• [THE PROBLEM] The full set of entries should be repeated without a single change.

MATERIAL FOR THE TASK section start

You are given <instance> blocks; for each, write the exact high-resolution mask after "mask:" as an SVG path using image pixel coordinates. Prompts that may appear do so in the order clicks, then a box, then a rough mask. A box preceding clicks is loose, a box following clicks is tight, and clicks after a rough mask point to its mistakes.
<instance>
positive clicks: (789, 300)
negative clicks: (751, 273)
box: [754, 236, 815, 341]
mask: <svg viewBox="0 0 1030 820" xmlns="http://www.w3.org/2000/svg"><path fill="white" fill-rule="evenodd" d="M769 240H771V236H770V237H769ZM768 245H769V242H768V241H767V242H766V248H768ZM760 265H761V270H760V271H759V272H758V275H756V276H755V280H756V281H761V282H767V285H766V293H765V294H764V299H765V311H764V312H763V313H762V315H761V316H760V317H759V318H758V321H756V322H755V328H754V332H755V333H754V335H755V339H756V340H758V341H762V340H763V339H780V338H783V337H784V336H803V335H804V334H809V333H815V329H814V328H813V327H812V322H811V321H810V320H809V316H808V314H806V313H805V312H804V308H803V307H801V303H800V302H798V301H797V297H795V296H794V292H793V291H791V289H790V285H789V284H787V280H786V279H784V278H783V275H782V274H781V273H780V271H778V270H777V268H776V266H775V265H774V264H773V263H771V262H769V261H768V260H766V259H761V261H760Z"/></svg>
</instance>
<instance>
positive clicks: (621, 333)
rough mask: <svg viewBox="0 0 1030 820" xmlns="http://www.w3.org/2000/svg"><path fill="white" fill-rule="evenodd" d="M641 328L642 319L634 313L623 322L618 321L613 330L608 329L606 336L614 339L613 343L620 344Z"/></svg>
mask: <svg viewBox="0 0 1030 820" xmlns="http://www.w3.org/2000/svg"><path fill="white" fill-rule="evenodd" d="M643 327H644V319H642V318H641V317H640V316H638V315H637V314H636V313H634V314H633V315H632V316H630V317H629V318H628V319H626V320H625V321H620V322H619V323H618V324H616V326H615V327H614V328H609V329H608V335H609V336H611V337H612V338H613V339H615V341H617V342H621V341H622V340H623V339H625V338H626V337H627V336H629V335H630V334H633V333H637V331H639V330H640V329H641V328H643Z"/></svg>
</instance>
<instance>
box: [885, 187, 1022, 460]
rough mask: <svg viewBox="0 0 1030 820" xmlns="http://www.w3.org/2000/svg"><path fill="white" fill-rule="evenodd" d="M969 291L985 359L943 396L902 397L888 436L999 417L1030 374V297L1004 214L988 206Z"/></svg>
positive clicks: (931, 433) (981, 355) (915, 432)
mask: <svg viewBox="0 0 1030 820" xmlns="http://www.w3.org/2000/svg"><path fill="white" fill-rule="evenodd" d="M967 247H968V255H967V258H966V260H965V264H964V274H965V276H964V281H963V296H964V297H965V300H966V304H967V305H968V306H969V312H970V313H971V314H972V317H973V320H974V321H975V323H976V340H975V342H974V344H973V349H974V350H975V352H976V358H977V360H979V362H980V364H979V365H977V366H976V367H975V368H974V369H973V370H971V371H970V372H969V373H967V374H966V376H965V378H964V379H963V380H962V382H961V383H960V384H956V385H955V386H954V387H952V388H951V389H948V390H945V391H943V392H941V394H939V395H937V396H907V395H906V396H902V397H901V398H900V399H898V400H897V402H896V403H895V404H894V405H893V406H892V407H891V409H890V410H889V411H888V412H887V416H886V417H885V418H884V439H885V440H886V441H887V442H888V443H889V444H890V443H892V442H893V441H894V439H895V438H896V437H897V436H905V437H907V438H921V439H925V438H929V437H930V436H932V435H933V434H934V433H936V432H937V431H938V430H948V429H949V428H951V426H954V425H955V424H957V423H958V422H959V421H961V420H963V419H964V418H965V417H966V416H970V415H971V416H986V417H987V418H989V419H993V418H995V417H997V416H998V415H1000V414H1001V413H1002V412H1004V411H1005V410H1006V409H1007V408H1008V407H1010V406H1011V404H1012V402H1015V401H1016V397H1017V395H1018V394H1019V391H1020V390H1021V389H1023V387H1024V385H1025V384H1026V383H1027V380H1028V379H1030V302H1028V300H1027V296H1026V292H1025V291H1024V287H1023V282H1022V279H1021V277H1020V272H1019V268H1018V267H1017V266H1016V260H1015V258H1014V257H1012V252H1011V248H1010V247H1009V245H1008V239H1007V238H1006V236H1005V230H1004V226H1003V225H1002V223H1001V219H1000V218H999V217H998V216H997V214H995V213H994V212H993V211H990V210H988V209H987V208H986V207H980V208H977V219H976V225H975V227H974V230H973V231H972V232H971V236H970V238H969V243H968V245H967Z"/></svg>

MATERIAL FOR THE TASK section end

• [TASK OUTPUT]
You are given <instance> blocks; for each, write the exact high-resolution mask after "mask:" as an SVG path using image pixel coordinates. Prompts that may appear do so in the order clicks, then a box, then a rough mask. A box preceding clicks is loose, a box following clicks is tight, and clicks after a rough mask point to its mistakes.
<instance>
positive clicks: (789, 300)
negative clicks: (751, 273)
box: [754, 236, 815, 341]
mask: <svg viewBox="0 0 1030 820" xmlns="http://www.w3.org/2000/svg"><path fill="white" fill-rule="evenodd" d="M769 240H771V236H770V237H769ZM768 245H769V242H768V241H767V242H766V248H768ZM760 265H761V270H760V271H759V272H758V275H756V276H755V280H756V281H761V282H767V285H766V293H765V294H764V299H765V311H764V312H763V313H762V315H761V316H760V317H759V318H758V321H756V322H755V328H754V332H755V333H754V335H755V339H756V340H758V341H762V340H763V339H780V338H783V337H784V336H803V335H804V334H809V333H815V329H814V328H813V327H812V322H811V321H810V320H809V316H808V314H806V313H805V312H804V308H803V307H801V303H800V302H798V301H797V297H795V296H794V292H793V291H791V289H790V285H789V284H787V280H786V279H784V278H783V275H782V274H781V273H780V271H778V270H777V268H776V266H775V265H774V264H773V263H771V262H769V261H768V260H766V259H761V261H760Z"/></svg>
</instance>
<instance>
positive clicks: (621, 333)
rough mask: <svg viewBox="0 0 1030 820" xmlns="http://www.w3.org/2000/svg"><path fill="white" fill-rule="evenodd" d="M641 328L642 319L634 313L623 322L618 321L613 330L608 329L606 336L614 339L613 343L620 344Z"/></svg>
mask: <svg viewBox="0 0 1030 820" xmlns="http://www.w3.org/2000/svg"><path fill="white" fill-rule="evenodd" d="M643 327H644V319H642V318H641V317H640V316H638V315H637V314H636V313H634V314H633V315H632V316H630V317H629V318H628V319H626V320H625V321H620V322H619V323H618V324H616V326H615V327H614V328H609V329H608V335H609V336H611V337H612V338H613V339H615V341H617V342H621V341H622V340H623V339H625V338H626V337H627V336H629V335H630V334H633V333H637V331H639V330H640V329H641V328H643Z"/></svg>
</instance>
<instance>
box: [885, 187, 1022, 460]
rough mask: <svg viewBox="0 0 1030 820" xmlns="http://www.w3.org/2000/svg"><path fill="white" fill-rule="evenodd" d="M969 291L985 359L943 396L902 397L888 436L999 417L1030 374V297L1004 214L988 206Z"/></svg>
positive clicks: (931, 433) (981, 355) (915, 432)
mask: <svg viewBox="0 0 1030 820" xmlns="http://www.w3.org/2000/svg"><path fill="white" fill-rule="evenodd" d="M967 247H968V255H967V258H966V260H965V264H964V274H965V276H964V281H963V296H964V297H965V300H966V304H967V305H968V306H969V312H970V313H971V314H972V317H973V320H974V321H975V323H976V340H975V342H974V344H973V349H974V350H975V352H976V358H977V360H979V362H980V364H979V365H977V366H976V367H975V368H974V369H973V370H971V371H970V372H969V373H967V374H966V376H965V378H964V379H963V380H962V382H961V383H960V384H956V385H955V386H954V387H952V388H951V389H948V390H945V391H943V392H941V394H939V395H937V396H907V395H906V396H902V397H901V398H900V399H898V400H897V402H896V403H895V404H894V405H893V406H892V407H891V409H890V410H889V411H888V412H887V416H886V417H885V418H884V439H885V440H886V441H887V442H888V443H889V444H890V443H892V442H893V441H894V439H895V438H896V437H897V436H905V437H907V438H921V439H925V438H929V437H930V436H932V435H933V434H934V433H936V432H937V431H938V430H948V429H949V428H951V426H954V425H955V424H957V423H958V422H959V421H961V420H963V419H964V418H965V417H966V416H970V415H971V416H986V417H987V418H989V419H993V418H995V417H997V416H998V415H1000V414H1001V413H1002V412H1004V411H1005V410H1006V409H1007V408H1008V407H1010V406H1011V404H1012V402H1015V401H1016V397H1017V395H1018V394H1019V391H1020V390H1021V389H1023V387H1024V385H1025V384H1026V383H1027V380H1028V379H1030V302H1028V300H1027V296H1026V292H1025V291H1024V287H1023V282H1022V279H1021V277H1020V272H1019V268H1018V267H1017V266H1016V260H1015V258H1014V257H1012V252H1011V248H1010V247H1009V245H1008V239H1007V238H1006V236H1005V230H1004V226H1003V225H1002V223H1001V219H1000V218H999V217H998V216H997V214H995V213H994V212H993V211H990V210H988V209H987V208H986V207H980V208H977V219H976V225H975V227H974V230H973V231H972V232H971V236H970V238H969V243H968V245H967Z"/></svg>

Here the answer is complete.